* **Work instruction**
Return each of the entries below word for word.

* **Supplied records**
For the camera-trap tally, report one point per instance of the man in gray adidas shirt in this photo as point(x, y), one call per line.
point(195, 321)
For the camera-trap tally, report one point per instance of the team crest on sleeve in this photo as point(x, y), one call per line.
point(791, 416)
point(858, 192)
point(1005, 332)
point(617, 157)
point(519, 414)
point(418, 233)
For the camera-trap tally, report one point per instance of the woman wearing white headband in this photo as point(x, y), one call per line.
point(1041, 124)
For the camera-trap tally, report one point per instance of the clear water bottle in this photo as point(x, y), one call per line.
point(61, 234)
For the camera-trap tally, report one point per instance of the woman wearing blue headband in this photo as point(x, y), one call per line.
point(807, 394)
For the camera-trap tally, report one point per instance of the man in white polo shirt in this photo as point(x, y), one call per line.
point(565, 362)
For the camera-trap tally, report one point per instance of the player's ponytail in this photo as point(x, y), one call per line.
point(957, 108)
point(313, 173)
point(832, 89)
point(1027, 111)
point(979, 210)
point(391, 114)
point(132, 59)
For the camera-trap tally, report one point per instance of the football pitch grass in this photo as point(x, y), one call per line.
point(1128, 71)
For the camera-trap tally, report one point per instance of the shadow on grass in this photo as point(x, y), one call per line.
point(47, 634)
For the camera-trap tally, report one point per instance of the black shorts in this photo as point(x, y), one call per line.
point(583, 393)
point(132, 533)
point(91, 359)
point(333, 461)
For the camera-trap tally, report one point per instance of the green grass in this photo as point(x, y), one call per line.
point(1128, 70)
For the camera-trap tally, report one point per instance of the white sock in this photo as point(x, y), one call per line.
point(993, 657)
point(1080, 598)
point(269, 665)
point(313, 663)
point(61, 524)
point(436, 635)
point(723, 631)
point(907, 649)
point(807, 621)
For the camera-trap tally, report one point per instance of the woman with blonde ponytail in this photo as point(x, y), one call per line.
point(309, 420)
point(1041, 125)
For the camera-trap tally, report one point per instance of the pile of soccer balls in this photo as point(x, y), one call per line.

* **Response area**
For the camera-trap tally, report one point per instance of the man in gray adidas shirt in this photo as point(x, y), one call per line.
point(195, 321)
For the camera-trap tally, report one point per instance of the team crest on sleeve in this photo as point(x, y), one call per line.
point(791, 416)
point(858, 192)
point(1005, 332)
point(617, 157)
point(519, 414)
point(418, 233)
For the camera-trap tally, report one point per instance of the woman wearing white headband in this photo as point(x, y), one call per line.
point(1041, 124)
For the camera-trap tally, report one point per instance of the clear water bottle in this photo as point(x, y), one call per line.
point(61, 234)
For the camera-trap tally, report one point per instance of the woman wearing blue headband in this photo as point(x, y), one call per line.
point(807, 394)
For the camera-trap tally, report one point per instance of the man in white polo shirt in this photo as point(x, y), one call per line.
point(565, 362)
For the camera-trap tally, report one point per instance of the player's ponytail in this photo as point(x, y), one call per line.
point(957, 108)
point(313, 173)
point(832, 89)
point(1027, 111)
point(979, 210)
point(391, 114)
point(132, 59)
For the camera-trap tally, report one point per instance of the football pitch grass in this photo as point(x, y), one call per line.
point(1128, 71)
For the camera-trap tally, report one point per instance of the shadow on grass in this photo as point(x, y), one call per line.
point(47, 634)
For the camera-trap tally, report one point per instance of the black shorts in this photo as point(x, y), one call per line.
point(583, 393)
point(132, 533)
point(91, 359)
point(333, 461)
For the camera-trap tally, report one point per instance of the green grass in this photo as point(x, y), one call per line.
point(1128, 70)
For the camera-trap tally, report one point per instance of the white sock in this photo as point(x, y), one call per line.
point(993, 657)
point(1080, 598)
point(269, 665)
point(313, 663)
point(61, 524)
point(436, 635)
point(723, 631)
point(907, 649)
point(807, 621)
For the camera-trap tally, report one point per instance of the woman with blonde ponytail in this photo as point(x, y), one call per line.
point(309, 420)
point(1041, 125)
For the camera-trap tally, report one point per instance of the pile of soccer balls in this photo as point(x, y), one call per line.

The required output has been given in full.